Ms BADGER (Lyons) – Honourable Speaker, I will be brief. I want to note that last week, from 19 May to 25 May, was National Volunteer Week. In 2023, the state of volunteering research found that just under – by 0.2 per cent – 70 per cent of Tasmanians aged 15 years and over volunteered their time in 2023.
That is quite an extraordinary effort, because volunteering is the backbone of our community. It has tremendous benefits for those that are doing it as well, from our firefighters and emergency service workers who volunteer, through to the community food hubs that run off the back of volunteers, Meals on Wheels, the Country Women’s Association (CWA), Community Transport Services, and our critical Online Access Centres.
There were various events across the nation that took place, and a very exciting event was the Brighton City Council’s Annual Volunteer Awards. I note that fellow member for Lyons, Mr Jenner, was there, as well as the president of the other place.
I congratulate Geoff Hull from the Brighton Food Hub. It is the third year in a row that the food hub has won an award at that ceremony for the extraordinary work they do.

####################

■ **What to do**:
(a) Write out the part of the speech on National Volunteer Week that opens with the words containing "Ms BADGER (Lyons)" and closes with "Online Access Centres.", replacing "backbone" with "lifeblood".
(b) Pick up the speech on National Volunteer Week after its last sentence and carry it on.

(Entries drawn from a collection)
####################

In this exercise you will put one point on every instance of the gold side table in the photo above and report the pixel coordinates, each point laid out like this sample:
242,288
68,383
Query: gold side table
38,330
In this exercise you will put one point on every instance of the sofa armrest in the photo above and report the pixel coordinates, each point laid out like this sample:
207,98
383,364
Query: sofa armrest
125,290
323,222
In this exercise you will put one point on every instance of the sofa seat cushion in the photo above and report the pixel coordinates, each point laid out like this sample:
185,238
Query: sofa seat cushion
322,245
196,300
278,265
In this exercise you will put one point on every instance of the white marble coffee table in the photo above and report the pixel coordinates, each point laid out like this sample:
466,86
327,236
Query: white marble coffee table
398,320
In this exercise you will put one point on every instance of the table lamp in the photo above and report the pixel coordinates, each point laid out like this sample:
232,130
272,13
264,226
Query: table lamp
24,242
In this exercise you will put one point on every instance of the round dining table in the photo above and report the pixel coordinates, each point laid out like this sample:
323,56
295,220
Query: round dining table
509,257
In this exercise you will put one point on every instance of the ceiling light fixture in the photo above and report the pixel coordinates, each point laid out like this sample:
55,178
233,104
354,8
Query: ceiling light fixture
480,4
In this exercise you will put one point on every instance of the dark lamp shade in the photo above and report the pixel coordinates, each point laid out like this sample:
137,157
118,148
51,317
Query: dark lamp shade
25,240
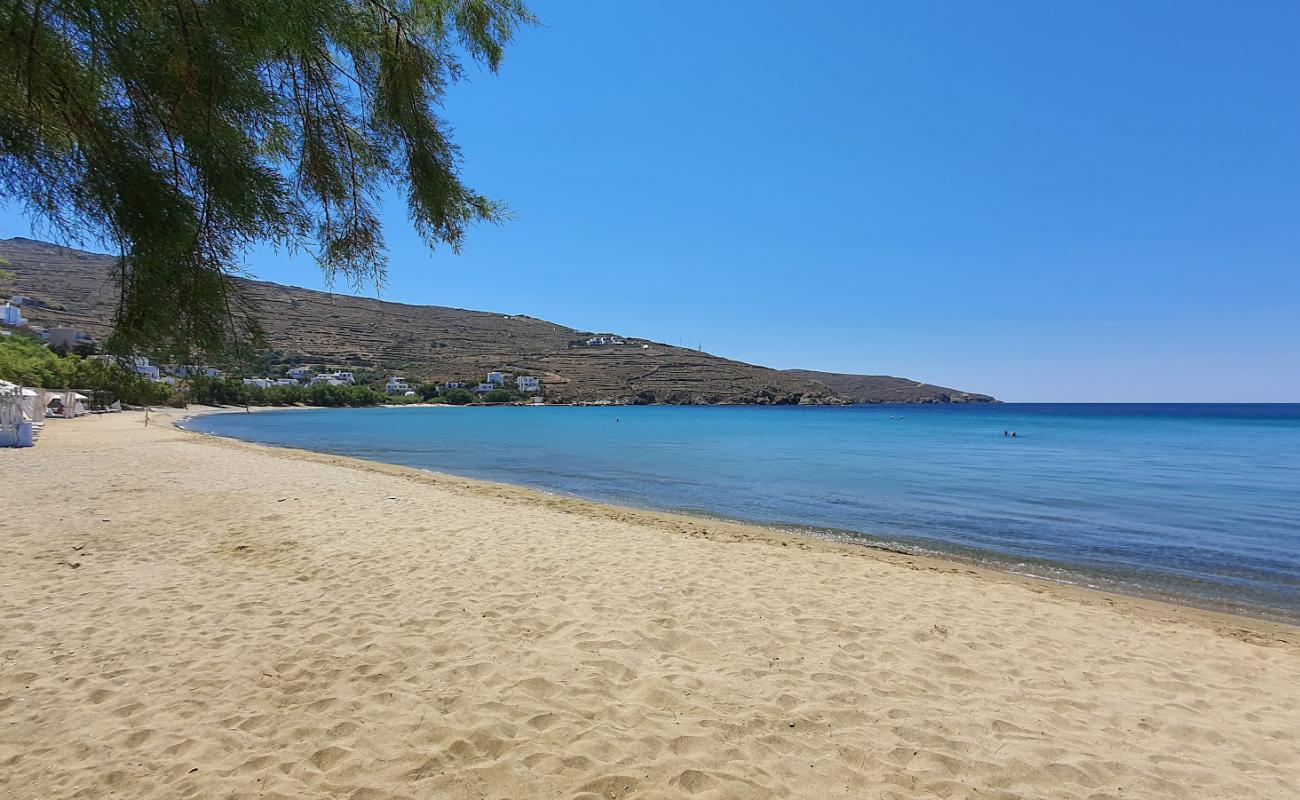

####################

■ **Answers in order**:
(a)
Ms BADGER (Lyons) – Honourable Speaker, I will be brief. I want to note that last week, from 19 May to 25 May, was National Volunteer Week. In 2023, the state of volunteering research found that just under – by 0.2 per cent – 70 per cent of Tasmanians aged 15 years and over volunteered their time in 2023.
That is quite an extraordinary effort, because volunteering is the lifeblood of our community. It has tremendous benefits for those that are doing it as well, from our firefighters and emergency service workers who volunteer, through to the community food hubs that run off the back of volunteers, Meals on Wheels, the Country Women’s Association (CWA), Community Transport Services, and our critical Online Access Centres.

(b)
That same 2023 report by Volunteering Tasmania showed that the staggering figure of 89.4 million hours were volunteered in that year, which enabled $12.1 billion in economic benefit for Tasmania. That cost to replace the labour of Tasmania’s volunteers would be $3.6 billion a year. That is an enormous effort, and it is also shared with a degree of caution that we do not want to become over‑reliant on volunteer efforts and push that pressure by underfunding any kind of services.
An extraordinary volunteer group, which I am sure all members in this place have participated with at some point, is Landcare. They do extraordinary work with community empowerment, from their tree planting through to their invasive species action, whether that is willows, blackberries or gorse. The extraordinary work Bill Harvey is doing, in particular leading the biochar workshops and showing the benefits that can bring, deserves an entire adjournment in itself.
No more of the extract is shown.